§ **EXTRACT**:
++++++++++

# Cullinary Vegetarians



## eatyrvegs (Sep 11, 2002)

Someone I know told me they didn't think I would do well if I go to cullinary school because I am a vegetarian (I don't eat meat, and only a little eggs/dairy). Is this true? Do you think it will be a problem or make it harder? I have no problem cooking these things, I just can't eat some of them because of a digestion disorder. Thanks


----------



## kuan (Jun 11, 2001)

Most of the time you won't have a problem. You're never going to know how something really tastes, or is supposed to taste though. The biggest problem you'll have is in judging the proper amount of salt and pepper in your sauces and soups.

Kuan


----------



## cape chef (Jul 31, 2000)

> _Originally posted by eatyrvegs _
> *Someone I know told me they didn't think I would do well if I go to cullinary school because I am a vegetarian (I don't eat meat, and only a little eggs/dairy). Is this true?
> 
> No it's not true, that statement is to general and broad.
> ...


----------



## holydiver (Aug 9, 2000)

There is actually a dedicated vegitarian culinary school in NYC I think it is called natural gourmet cookery school or something like that I seen it on food network you should check it out it would probally be a better bet for you.


----------



## kaliflower (Sep 14, 2002)

In my Professionalism class, we gave presentations on different aspects of the food service biz. Out of a supplied list, I picked a Vegetarian Information Group. I did not reveal myself to be vegetarian...and sure enough, the Chef made a couple of caustic remarks about the validity of vegetarians as chefs and put forth the opinion that vegetarians have bad dietary habits.

++++++++++

§ **DATA SHOWN**:
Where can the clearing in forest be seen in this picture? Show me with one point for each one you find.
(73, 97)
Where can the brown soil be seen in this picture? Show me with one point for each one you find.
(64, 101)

++++++++++

Copy out the entire forum thread above on vegetarians attending culinary school, word for word.

# Cullinary Vegetarians



## eatyrvegs (Sep 11, 2002)

Someone I know told me they didn't think I would do well if I go to cullinary school because I am a vegetarian (I don't eat meat, and only a little eggs/dairy). Is this true? Do you think it will be a problem or make it harder? I have no problem cooking these things, I just can't eat some of them because of a digestion disorder. Thanks


----------



## kuan (Jun 11, 2001)

Most of the time you won't have a problem. You're never going to know how something really tastes, or is supposed to taste though. The biggest problem you'll have is in judging the proper amount of salt and pepper in your sauces and soups.

Kuan


----------



## cape chef (Jul 31, 2000)

> _Originally posted by eatyrvegs _
> *Someone I know told me they didn't think I would do well if I go to cullinary school because I am a vegetarian (I don't eat meat, and only a little eggs/dairy). Is this true?
> 
> No it's not true, that statement is to general and broad.
> ...


----------



## holydiver (Aug 9, 2000)

There is actually a dedicated vegitarian culinary school in NYC I think it is called natural gourmet cookery school or something like that I seen it on food network you should check it out it would probally be a better bet for you.


----------



## kaliflower (Sep 14, 2002)

In my Professionalism class, we gave presentations on different aspects of the food service biz. Out of a supplied list, I picked a Vegetarian Information Group. I did not reveal myself to be vegetarian...and sure enough, the Chef made a couple of caustic remarks about the validity of vegetarians as chefs and put forth the opinion that vegetarians have bad dietary habits.